## TAREFA OBRIGATÓRIA A
Diga se cada afirmação está de acordo com o acórdão abaixo, respondendo sim ou não e citando as palavras exatas do acórdão que o decidem. (i) A ação executiva corre no Juízo Central Cível de Viana do Castelo. (ii) T. G. alega ser irmão da executada. (iii) O exequente é o Banco A, S.A.

─── BLOCO DE TEXTO ───

Acórdão nº 458/04.9TBVLN.G1 de Tribunal da Relação de Guimarães, 04 de Outubro de 2018

Magistrado ResponsávelFERNANDA PROEN
Data da Resolução04 de Outubro de 2018
EmissorTribunal da Relação de Guimarães

Acordam na 1ª Secção Cível do Tribunal da Relação de Guimarães I. Relatório.

Na acção executiva comum para pagamento de quantia certa, que corre termos no Juízo Central Cível de Viana do Castelo – Juiz 3 – do Tribunal Judicial da Comarca de Viana do Castelo, sob n.º 458/04.9TBVLN, em que agora é exequente Banco A, S.A. e executada E. D., procedeu-se à venda do imóvel penhorado nos autos.

T. G., alegando ser pai da executada, veio requerer que se anulem os actos praticados pela agente de execução quanto à emissão do título de transmissão do bem imóvel objecto de venda nos presentes autos.

─── MATERIAIS DO EXERCÍCIO ───

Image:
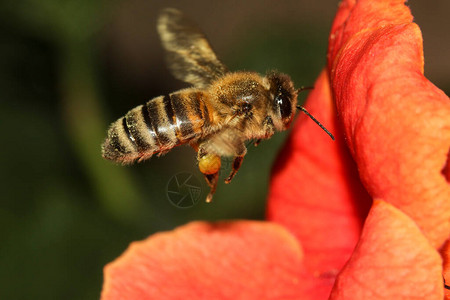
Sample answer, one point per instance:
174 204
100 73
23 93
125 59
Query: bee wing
189 54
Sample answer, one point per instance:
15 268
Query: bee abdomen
157 126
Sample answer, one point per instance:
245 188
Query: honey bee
216 116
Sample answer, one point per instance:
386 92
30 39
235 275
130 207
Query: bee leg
209 165
269 129
237 162
212 180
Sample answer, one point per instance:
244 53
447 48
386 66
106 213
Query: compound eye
285 105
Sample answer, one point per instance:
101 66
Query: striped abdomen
157 126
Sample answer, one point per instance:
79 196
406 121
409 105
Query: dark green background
69 68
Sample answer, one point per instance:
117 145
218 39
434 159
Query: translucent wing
189 54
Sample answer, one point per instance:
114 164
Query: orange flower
393 138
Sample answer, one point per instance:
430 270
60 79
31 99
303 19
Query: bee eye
285 105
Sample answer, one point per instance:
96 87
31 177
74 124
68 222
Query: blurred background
69 68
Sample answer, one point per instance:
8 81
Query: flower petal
229 260
446 266
393 260
315 191
395 121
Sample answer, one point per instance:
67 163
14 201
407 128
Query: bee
215 116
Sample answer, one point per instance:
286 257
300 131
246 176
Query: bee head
284 97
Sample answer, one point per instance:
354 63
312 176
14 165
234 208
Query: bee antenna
314 119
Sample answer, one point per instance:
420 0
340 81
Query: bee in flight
216 116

───

## TAREFA OBRIGATÓRIA B
Conte as linhas dos registos que contêm a palavra "flower", distinguindo maiúsculas de minúsculas, e indique apenas o número.

## RESULTADO A
(i) Sim: "corre termos no Juízo Central Cível de Viana do Castelo"
(ii) Não: "alegando ser pai da executada"
(iii) Sim: "agora é exequente Banco A, S.A."

## RESULTADO B
2